• Work request: Reproduce exactly the line that includes "Objective — for every instance of the tall" and all lines after it, ending with the last line of the data.

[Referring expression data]
☆ ☆ ☆ ☆ ☆ ☆ ☆

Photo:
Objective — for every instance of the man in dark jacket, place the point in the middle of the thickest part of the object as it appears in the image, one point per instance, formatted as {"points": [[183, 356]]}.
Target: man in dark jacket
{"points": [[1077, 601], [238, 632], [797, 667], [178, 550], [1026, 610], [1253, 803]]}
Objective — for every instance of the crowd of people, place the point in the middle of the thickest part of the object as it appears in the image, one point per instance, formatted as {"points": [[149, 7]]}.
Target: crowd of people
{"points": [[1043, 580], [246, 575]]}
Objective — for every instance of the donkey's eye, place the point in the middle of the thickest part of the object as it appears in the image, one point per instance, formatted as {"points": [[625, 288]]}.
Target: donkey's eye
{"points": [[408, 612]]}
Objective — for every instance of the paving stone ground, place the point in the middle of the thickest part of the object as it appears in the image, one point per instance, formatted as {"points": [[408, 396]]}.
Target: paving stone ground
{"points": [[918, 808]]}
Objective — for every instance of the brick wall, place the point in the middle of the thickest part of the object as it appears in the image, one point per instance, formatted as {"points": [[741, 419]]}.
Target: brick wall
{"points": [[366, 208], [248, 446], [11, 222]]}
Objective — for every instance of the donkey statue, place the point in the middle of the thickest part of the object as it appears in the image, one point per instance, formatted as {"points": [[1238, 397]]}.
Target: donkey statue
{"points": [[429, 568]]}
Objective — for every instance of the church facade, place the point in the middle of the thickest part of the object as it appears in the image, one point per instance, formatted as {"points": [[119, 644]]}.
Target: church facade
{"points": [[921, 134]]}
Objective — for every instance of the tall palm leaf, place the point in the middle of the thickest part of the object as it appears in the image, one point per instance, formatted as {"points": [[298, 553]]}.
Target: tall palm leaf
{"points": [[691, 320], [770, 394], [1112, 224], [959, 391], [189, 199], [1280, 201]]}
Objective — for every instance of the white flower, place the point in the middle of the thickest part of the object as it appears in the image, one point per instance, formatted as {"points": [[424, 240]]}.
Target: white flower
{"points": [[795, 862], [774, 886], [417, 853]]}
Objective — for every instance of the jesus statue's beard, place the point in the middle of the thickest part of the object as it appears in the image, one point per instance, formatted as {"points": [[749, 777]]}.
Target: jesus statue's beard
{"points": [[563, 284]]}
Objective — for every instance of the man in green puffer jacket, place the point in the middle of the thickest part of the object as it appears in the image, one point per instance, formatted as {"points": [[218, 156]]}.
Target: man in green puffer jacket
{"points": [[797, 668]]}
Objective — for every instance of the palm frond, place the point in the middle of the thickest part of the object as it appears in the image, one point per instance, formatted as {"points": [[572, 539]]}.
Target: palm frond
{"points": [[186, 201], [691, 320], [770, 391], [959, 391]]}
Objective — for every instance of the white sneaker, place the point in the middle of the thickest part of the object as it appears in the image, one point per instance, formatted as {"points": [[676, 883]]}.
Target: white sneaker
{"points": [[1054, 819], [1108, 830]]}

☆ ☆ ☆ ☆ ☆ ☆ ☆

• Result of the exercise:
Objective — for every instance of the tall palm leaf, place the point in the middle of the thickest part of the object as it appears in the image, one point per instance, formatted as {"points": [[298, 553]]}.
Target: tall palm leaf
{"points": [[691, 320], [770, 394], [1112, 224], [959, 391], [189, 199], [1280, 201]]}
Objective — for every instance of the white flower, place the point in the middle of the thickest part of the object as it appears in the image, one point per instance, formatted as {"points": [[424, 240]]}.
Target: white flower
{"points": [[795, 862], [774, 886], [417, 853]]}
Objective — for every instance of the jesus statue's beard, place the point in the middle of the thickest part of the object as it appears in the image, one point per instance, formatted as {"points": [[749, 777]]}.
Target: jesus statue's beard
{"points": [[563, 284]]}
Objective — for every instance of the man in green puffer jacket, place the point in the middle of the thickest part of the object as it appears in the image, one point per instance, formatted as {"points": [[218, 156]]}.
Target: man in green puffer jacket
{"points": [[797, 668]]}
Objective — for every instance of the palm frond, place the point in the middle of the thickest part of the object as it appears in the image, one point per instance, formatted as {"points": [[572, 539]]}.
Target: palm frond
{"points": [[186, 201], [691, 320], [770, 391], [959, 391]]}
Objective — for every instance of the white sneaker, place the point in the middle of the thickest part of the object as it appears in the image, one point per instance, formatted as {"points": [[676, 883]]}.
Target: white sneaker
{"points": [[1054, 819], [1108, 830]]}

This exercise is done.